**Records provided:**
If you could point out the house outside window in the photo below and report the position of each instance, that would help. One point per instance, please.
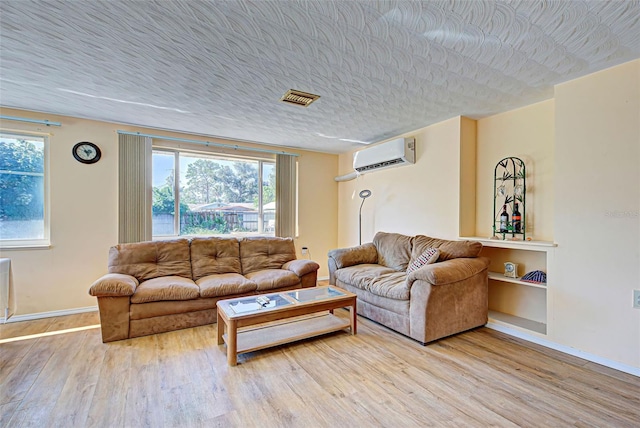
(196, 194)
(24, 219)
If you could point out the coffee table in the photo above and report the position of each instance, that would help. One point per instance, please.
(288, 307)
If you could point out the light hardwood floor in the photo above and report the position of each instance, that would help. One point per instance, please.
(377, 378)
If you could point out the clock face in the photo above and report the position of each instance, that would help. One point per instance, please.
(86, 152)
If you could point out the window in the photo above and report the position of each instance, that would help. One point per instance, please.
(204, 194)
(23, 190)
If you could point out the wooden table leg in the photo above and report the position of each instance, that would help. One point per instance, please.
(354, 317)
(220, 328)
(232, 343)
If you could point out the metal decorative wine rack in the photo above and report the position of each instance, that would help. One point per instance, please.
(509, 188)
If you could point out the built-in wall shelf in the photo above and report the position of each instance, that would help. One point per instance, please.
(524, 245)
(512, 320)
(500, 277)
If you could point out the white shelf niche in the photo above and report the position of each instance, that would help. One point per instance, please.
(500, 277)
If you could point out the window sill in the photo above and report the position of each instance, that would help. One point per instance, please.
(12, 247)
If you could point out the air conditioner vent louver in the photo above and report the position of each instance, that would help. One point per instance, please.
(401, 151)
(299, 98)
(379, 165)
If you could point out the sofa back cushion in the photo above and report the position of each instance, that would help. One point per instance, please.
(147, 260)
(448, 249)
(258, 253)
(394, 250)
(214, 255)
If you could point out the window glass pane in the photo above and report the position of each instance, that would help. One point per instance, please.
(22, 187)
(163, 193)
(221, 195)
(269, 197)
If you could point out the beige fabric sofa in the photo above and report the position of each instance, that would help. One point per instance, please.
(434, 301)
(154, 287)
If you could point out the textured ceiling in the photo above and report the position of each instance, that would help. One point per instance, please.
(382, 68)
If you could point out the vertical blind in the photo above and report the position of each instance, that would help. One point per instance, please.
(135, 188)
(286, 196)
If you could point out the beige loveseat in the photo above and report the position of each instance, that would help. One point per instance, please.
(159, 286)
(434, 301)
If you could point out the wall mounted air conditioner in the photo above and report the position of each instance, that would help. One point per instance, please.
(401, 151)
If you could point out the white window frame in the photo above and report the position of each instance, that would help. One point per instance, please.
(176, 189)
(45, 241)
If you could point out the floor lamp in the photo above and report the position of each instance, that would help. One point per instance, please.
(364, 194)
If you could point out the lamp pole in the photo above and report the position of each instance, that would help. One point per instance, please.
(364, 194)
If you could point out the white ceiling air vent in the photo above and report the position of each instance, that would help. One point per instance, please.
(299, 98)
(401, 151)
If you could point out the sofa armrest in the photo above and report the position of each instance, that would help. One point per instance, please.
(345, 257)
(114, 285)
(301, 267)
(449, 271)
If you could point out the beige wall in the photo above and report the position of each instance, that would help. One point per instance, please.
(526, 133)
(413, 199)
(597, 221)
(84, 213)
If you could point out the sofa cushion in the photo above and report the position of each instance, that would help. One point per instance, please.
(259, 253)
(448, 249)
(301, 267)
(376, 279)
(430, 255)
(225, 284)
(273, 278)
(214, 255)
(165, 288)
(147, 260)
(394, 250)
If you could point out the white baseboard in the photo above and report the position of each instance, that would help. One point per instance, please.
(565, 349)
(39, 315)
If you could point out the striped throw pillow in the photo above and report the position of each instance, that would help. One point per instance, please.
(430, 255)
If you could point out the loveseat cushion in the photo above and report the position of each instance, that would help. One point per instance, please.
(153, 259)
(225, 284)
(394, 250)
(379, 280)
(273, 278)
(165, 288)
(301, 267)
(214, 255)
(259, 253)
(448, 249)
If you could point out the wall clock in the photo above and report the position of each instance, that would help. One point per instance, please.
(86, 152)
(511, 270)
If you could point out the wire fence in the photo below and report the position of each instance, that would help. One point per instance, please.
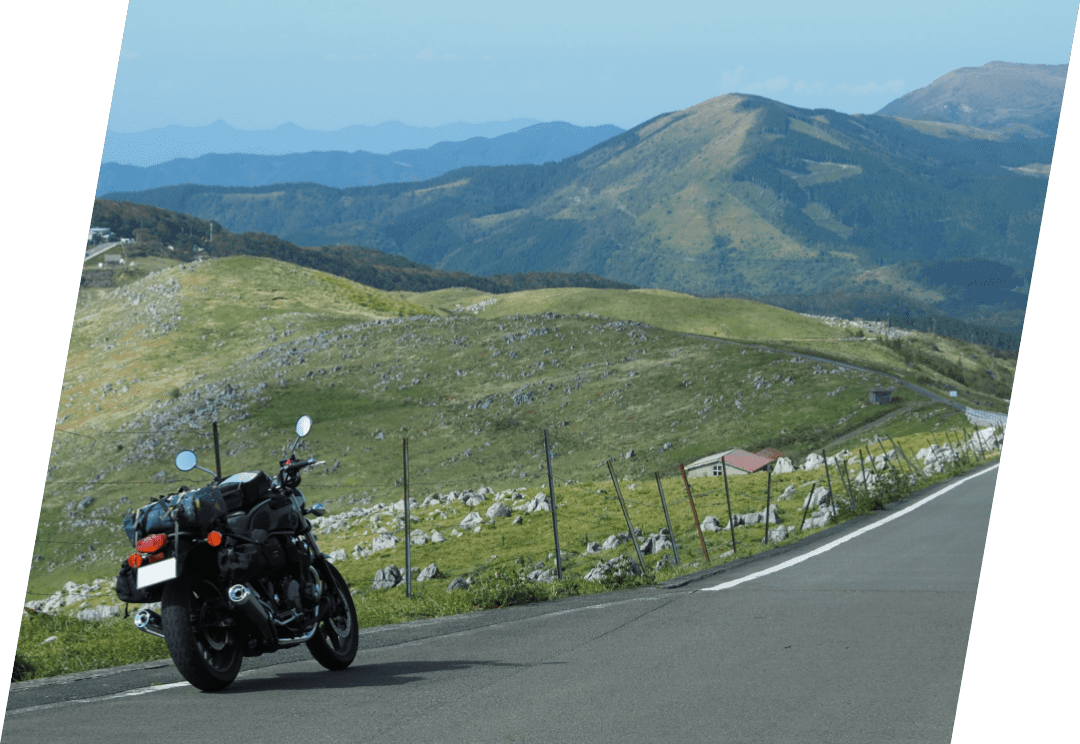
(672, 518)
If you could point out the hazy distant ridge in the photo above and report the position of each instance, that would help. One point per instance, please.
(532, 145)
(167, 143)
(999, 95)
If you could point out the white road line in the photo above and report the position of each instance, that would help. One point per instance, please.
(840, 541)
(126, 693)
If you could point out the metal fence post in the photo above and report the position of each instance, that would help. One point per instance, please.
(979, 443)
(554, 521)
(671, 531)
(694, 511)
(828, 479)
(727, 497)
(408, 537)
(625, 513)
(217, 452)
(862, 463)
(903, 455)
(768, 498)
(806, 510)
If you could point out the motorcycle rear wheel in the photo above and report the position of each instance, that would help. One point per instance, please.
(206, 655)
(337, 638)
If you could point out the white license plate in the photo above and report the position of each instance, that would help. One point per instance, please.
(154, 573)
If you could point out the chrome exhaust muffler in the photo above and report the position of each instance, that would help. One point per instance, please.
(245, 600)
(148, 621)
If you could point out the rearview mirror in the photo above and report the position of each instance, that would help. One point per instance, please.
(302, 425)
(186, 460)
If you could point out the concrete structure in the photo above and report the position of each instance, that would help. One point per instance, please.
(880, 396)
(738, 461)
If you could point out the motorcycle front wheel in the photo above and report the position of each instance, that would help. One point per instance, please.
(205, 653)
(335, 643)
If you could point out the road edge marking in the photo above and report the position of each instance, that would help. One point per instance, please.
(846, 538)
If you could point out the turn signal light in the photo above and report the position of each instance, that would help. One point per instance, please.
(151, 543)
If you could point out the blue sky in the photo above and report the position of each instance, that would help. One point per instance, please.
(325, 65)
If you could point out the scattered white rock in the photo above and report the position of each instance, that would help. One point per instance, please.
(430, 571)
(387, 578)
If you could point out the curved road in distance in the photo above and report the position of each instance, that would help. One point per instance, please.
(862, 639)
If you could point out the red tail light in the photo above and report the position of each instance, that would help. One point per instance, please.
(151, 543)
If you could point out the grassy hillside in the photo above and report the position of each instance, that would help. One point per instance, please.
(738, 194)
(253, 343)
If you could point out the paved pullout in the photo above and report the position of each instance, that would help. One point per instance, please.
(862, 643)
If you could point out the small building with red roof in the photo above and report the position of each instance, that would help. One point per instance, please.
(738, 461)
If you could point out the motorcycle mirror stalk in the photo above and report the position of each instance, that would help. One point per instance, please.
(187, 460)
(302, 427)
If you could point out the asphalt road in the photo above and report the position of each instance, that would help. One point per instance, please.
(856, 635)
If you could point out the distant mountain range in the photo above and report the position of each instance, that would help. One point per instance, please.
(737, 195)
(536, 144)
(163, 144)
(999, 95)
(177, 235)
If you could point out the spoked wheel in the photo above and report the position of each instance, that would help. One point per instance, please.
(205, 652)
(335, 643)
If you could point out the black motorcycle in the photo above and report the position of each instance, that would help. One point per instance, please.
(238, 572)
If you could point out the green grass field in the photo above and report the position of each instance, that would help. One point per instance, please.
(257, 342)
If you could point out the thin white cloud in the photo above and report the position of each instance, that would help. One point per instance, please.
(872, 88)
(729, 79)
(804, 86)
(773, 85)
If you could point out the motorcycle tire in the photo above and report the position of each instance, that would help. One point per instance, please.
(337, 638)
(207, 657)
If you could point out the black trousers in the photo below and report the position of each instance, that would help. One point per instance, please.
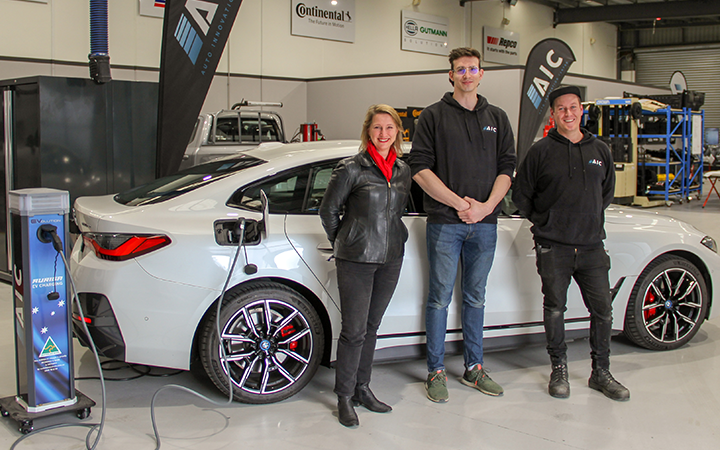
(365, 292)
(557, 265)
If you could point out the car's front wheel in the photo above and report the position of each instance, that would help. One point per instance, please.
(667, 305)
(271, 343)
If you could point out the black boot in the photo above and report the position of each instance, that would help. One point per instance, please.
(364, 396)
(346, 412)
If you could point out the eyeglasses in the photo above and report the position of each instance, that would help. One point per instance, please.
(473, 70)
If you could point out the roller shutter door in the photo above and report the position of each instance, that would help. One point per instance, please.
(699, 64)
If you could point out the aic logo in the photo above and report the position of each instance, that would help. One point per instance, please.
(186, 34)
(539, 87)
(411, 27)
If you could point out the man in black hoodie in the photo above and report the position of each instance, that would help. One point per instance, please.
(463, 156)
(563, 187)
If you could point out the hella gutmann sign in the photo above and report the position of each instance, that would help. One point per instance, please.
(322, 20)
(424, 33)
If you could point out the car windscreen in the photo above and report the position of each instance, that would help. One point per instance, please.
(187, 180)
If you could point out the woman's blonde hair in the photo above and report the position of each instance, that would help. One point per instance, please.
(372, 112)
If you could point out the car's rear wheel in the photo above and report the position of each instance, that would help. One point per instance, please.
(272, 343)
(667, 305)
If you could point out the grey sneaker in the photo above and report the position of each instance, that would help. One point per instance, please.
(601, 380)
(480, 380)
(436, 386)
(559, 387)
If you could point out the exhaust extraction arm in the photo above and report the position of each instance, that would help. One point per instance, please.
(99, 56)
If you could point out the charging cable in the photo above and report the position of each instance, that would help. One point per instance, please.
(48, 234)
(240, 231)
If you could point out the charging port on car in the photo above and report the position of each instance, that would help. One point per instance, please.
(226, 232)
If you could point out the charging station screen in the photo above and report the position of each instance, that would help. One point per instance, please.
(50, 323)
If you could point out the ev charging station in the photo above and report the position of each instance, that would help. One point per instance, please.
(41, 309)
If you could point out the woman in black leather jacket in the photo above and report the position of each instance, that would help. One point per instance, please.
(371, 191)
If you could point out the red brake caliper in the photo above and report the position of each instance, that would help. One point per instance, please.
(286, 331)
(649, 300)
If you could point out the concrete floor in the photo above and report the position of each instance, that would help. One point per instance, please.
(675, 401)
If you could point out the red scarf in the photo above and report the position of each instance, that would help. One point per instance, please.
(385, 165)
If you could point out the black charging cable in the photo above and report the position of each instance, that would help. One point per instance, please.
(48, 234)
(240, 231)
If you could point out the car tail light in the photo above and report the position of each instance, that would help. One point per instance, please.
(120, 247)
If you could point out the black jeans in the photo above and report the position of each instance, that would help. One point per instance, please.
(365, 292)
(556, 265)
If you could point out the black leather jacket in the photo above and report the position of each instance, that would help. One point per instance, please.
(371, 229)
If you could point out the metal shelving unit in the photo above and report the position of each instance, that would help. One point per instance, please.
(678, 174)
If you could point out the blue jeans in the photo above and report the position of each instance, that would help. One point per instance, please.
(473, 245)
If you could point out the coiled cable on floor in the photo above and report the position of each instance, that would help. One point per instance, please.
(223, 356)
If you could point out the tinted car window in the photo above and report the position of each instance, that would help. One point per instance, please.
(185, 181)
(226, 130)
(267, 132)
(250, 130)
(301, 190)
(288, 191)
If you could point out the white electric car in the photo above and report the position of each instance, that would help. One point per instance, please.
(152, 263)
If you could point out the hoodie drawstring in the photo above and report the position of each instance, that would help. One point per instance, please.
(582, 162)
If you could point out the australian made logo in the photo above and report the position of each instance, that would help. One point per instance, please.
(195, 28)
(541, 86)
(50, 349)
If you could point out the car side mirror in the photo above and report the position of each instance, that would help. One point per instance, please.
(266, 210)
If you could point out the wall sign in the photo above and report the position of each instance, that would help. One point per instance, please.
(424, 33)
(501, 46)
(323, 20)
(152, 8)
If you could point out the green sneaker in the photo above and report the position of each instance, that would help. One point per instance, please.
(480, 380)
(436, 386)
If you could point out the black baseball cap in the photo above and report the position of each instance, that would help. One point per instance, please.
(564, 90)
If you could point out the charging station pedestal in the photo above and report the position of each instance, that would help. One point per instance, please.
(41, 310)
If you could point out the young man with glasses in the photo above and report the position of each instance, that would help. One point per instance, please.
(463, 156)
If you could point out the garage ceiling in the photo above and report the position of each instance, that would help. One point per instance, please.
(637, 14)
(633, 14)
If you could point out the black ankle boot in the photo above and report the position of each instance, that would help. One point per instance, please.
(346, 412)
(364, 396)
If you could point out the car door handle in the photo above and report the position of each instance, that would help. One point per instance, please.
(326, 250)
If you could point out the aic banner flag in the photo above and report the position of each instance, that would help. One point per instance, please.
(547, 64)
(194, 37)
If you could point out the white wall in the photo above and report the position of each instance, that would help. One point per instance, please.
(261, 43)
(338, 106)
(594, 44)
(263, 61)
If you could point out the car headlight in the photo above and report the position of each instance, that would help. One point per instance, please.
(709, 243)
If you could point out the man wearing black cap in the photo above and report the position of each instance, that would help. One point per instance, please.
(563, 187)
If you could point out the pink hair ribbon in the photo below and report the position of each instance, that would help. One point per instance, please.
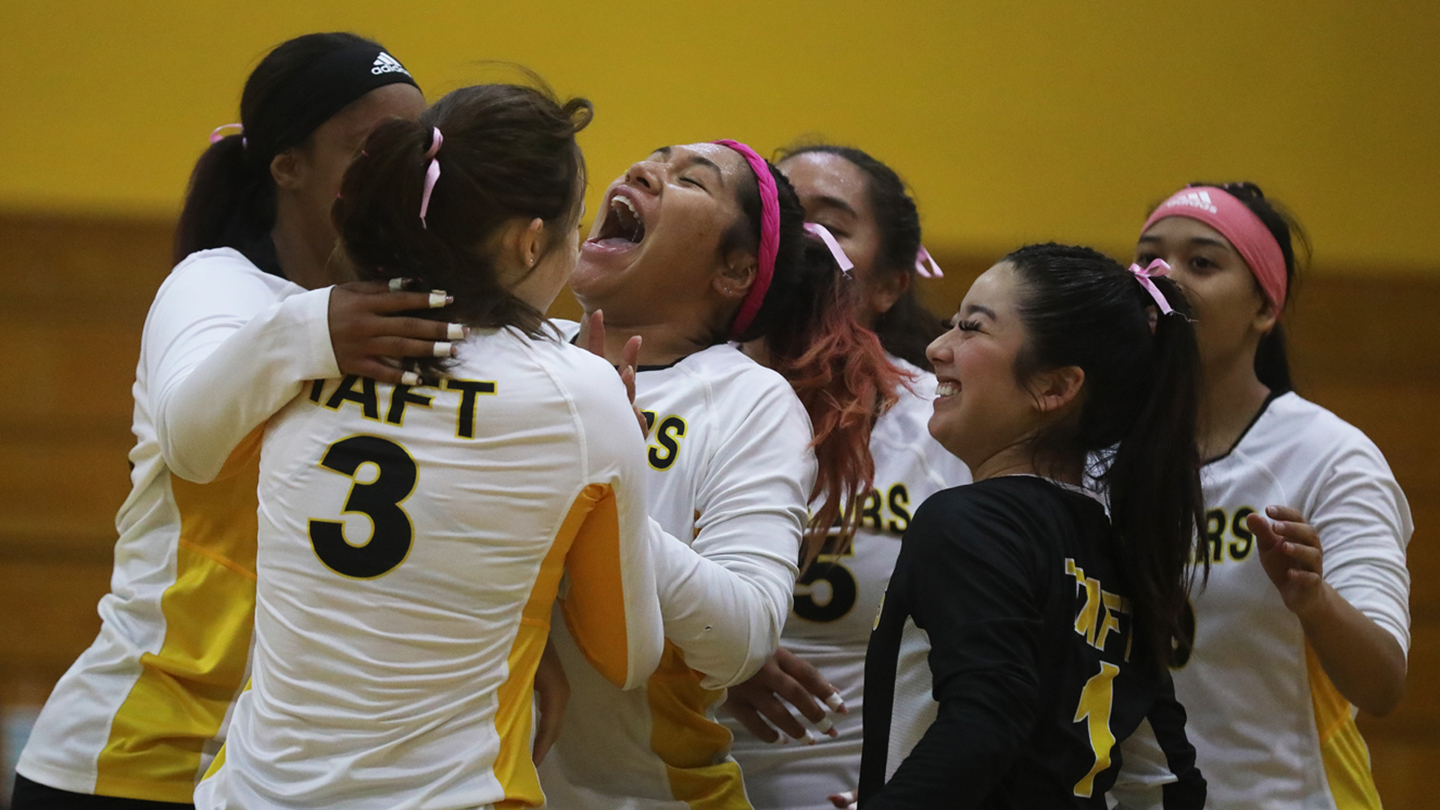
(920, 258)
(215, 134)
(1239, 225)
(1145, 276)
(824, 235)
(769, 237)
(432, 173)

**Your objective:**
Restate word for word the lines from the line with "If you could point out the green sneaker" to the last line of the records above, inclusive, and omit every picture.

**Your response:**
If you could point out the green sneaker in the photo above and report the position of each instance, that would help. One point per instance, please.
(480, 380)
(436, 386)
If you could point out the black baseball cap in the photo above and report the position of each instance, that would help. One point per instance, please.
(564, 90)
If you could point out the charging station pedestal in the photo above and report the position of each instance, that would help. One point per instance, please.
(41, 310)
If you could point out the young man with glasses in the photo above and report the position of each instance, that would help. One point per instance, please.
(463, 156)
If you could point out the garage ceiling in the photo above and report the position of each instance, that would help. One point per instance, please.
(637, 14)
(633, 14)
If you could point out the black ankle boot in the photo above and report the position of each instance, that would help. One point per instance, please.
(346, 412)
(364, 396)
If you could point out the car door handle in the photo above and report the position of each instance, that would help. One point per instance, please.
(326, 250)
If you could point out the aic banner flag in the photo above and report the position of each instance, that would help. One point per instance, please.
(547, 64)
(194, 37)
If you could point out the white wall in the photo above and report the position of each instance, that would help. One point per instance, please.
(261, 43)
(338, 106)
(594, 44)
(263, 61)
If you could point out the car headlight in the photo above and report the position of each instance, that would help. One point per instance, please.
(709, 243)
If you could point out the man wearing black cap in the photo above and report the position of each instance, that would help. One point per instance, please.
(563, 187)
If you could point out the pink hair ribbon in the photo below and report the position of each instance, that would help. One point per instance, please.
(920, 258)
(215, 134)
(1239, 225)
(1145, 276)
(824, 235)
(769, 237)
(432, 173)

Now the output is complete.